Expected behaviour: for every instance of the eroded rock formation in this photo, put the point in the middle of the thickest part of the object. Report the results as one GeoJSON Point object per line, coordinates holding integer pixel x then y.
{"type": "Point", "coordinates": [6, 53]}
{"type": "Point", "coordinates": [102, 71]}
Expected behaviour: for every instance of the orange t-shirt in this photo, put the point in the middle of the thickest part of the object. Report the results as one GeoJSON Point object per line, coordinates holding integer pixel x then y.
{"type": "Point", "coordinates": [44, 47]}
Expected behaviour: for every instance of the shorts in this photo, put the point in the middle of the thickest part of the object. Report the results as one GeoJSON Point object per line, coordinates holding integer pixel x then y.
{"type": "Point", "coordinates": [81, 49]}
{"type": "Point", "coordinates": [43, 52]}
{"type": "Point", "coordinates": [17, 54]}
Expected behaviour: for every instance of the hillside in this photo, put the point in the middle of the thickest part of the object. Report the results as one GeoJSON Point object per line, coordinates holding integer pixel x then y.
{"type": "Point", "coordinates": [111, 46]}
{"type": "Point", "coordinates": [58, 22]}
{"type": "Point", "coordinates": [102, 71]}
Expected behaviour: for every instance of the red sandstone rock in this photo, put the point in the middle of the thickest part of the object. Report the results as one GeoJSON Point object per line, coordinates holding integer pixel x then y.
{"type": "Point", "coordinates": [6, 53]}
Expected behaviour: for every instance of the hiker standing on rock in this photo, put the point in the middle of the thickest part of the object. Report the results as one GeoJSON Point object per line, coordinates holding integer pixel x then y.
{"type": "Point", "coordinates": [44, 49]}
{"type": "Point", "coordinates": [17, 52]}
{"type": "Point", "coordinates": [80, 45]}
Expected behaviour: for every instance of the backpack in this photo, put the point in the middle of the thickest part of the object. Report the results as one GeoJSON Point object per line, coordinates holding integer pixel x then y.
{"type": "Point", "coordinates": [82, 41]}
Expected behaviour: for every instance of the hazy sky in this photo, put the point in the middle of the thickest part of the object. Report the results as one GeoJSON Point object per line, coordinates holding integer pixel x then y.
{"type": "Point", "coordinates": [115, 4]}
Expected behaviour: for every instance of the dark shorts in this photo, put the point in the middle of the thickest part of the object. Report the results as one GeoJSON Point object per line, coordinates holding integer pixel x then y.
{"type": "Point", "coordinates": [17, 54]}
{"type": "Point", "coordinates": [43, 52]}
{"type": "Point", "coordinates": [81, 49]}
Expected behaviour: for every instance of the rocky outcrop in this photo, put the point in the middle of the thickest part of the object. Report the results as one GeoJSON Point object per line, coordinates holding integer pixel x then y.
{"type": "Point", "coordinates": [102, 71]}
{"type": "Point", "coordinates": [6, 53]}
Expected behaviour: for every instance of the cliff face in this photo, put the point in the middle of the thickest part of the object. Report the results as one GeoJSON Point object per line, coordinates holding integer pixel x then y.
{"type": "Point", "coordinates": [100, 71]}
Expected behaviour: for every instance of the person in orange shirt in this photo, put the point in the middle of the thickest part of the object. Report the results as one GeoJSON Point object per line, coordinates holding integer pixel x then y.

_TASK TO CARRY OUT:_ Each line of the data should be given back exactly.

_ANSWER:_
Expected behaviour: for every instance of the eroded rock formation in this photo, put the point in the middle of the thickest part of the object. Report the results as one GeoJSON Point object per line, coordinates holding integer pixel x then y.
{"type": "Point", "coordinates": [6, 53]}
{"type": "Point", "coordinates": [102, 71]}
Expected behaviour: for every instance of the orange t-shirt in this photo, put the point in the middle of the thickest part of the object. Report the results as one GeoJSON Point object per line, coordinates holding integer pixel x then y.
{"type": "Point", "coordinates": [44, 47]}
Expected behaviour: for every instance of the shorts in this photo, put the point in the middle of the thickest part of the object. Report the results as one GeoJSON Point object per line, coordinates holding integer pixel x then y.
{"type": "Point", "coordinates": [81, 49]}
{"type": "Point", "coordinates": [43, 52]}
{"type": "Point", "coordinates": [17, 54]}
Expected behaviour: for every instance of the hillside in this photo, put the point in the middle of the thickest part of the object. Report the results as one GeoJSON Point object per line, coordinates holding integer pixel x then y.
{"type": "Point", "coordinates": [111, 46]}
{"type": "Point", "coordinates": [58, 22]}
{"type": "Point", "coordinates": [102, 71]}
Expected behaviour: for every instance of the red sandstone rock in this photo, put the point in the middle of the thickest part of the object. Report the results as one GeoJSON Point object per line, coordinates holding integer pixel x then y.
{"type": "Point", "coordinates": [6, 53]}
Expected behaviour: for every instance of the hiker standing on rock in this photo, put the point in the middle of the thickest part of the object. Report the results as one GeoJSON Point object per line, coordinates holding integer pixel x then y.
{"type": "Point", "coordinates": [44, 49]}
{"type": "Point", "coordinates": [17, 52]}
{"type": "Point", "coordinates": [80, 45]}
Expected behaviour: for every instance of the backpack in this photo, put the point in the middle of the thickest part of the object. Report the results as one GeoJSON Point object per line, coordinates holding integer pixel x then y.
{"type": "Point", "coordinates": [82, 41]}
Expected behaviour: for every instance of the hazy sky in this photo, put the point in the middle of the thickest part of the object. Report the results as one GeoJSON Point object per line, coordinates holding integer pixel x then y.
{"type": "Point", "coordinates": [115, 4]}
Expected behaviour: for every instance of the dark shorts in this photo, put the point in the middle of the thickest part of the object. Report the results as one GeoJSON Point object per line, coordinates holding integer pixel x then y.
{"type": "Point", "coordinates": [17, 54]}
{"type": "Point", "coordinates": [43, 52]}
{"type": "Point", "coordinates": [81, 49]}
Expected behaviour: for every instance of the rocky outcrop in this photo, put the point in the middle of the thickest part of the object. Report the results as one GeoJSON Point object per line, coordinates holding integer pixel x then y.
{"type": "Point", "coordinates": [102, 71]}
{"type": "Point", "coordinates": [6, 53]}
Expected behaviour: for every instance of the cliff face in this photo, put the point in the middle of the thickest part of the object. Report the results as one GeoJSON Point object per line, coordinates holding integer pixel x then y.
{"type": "Point", "coordinates": [100, 71]}
Expected behaviour: for every instance of the person in orange shirt in this photo, put the point in the middle of the thickest part of the object. Report the results as one GeoJSON Point object per line, coordinates holding integer pixel x then y.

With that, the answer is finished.